— Exercise data —
>>>
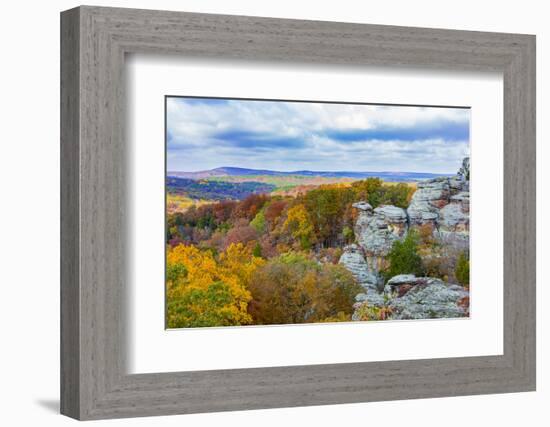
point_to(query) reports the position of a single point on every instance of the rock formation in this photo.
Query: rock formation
(377, 229)
(354, 260)
(444, 204)
(425, 298)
<<<
— Task goal —
Since the pictures are not wanted, transcribe the rest of the listing above exactly.

— Finished exercise —
point_to(query) reports the position of a single point on every instance of the rock formation in this photo.
Query: rock formation
(377, 229)
(354, 260)
(444, 204)
(425, 298)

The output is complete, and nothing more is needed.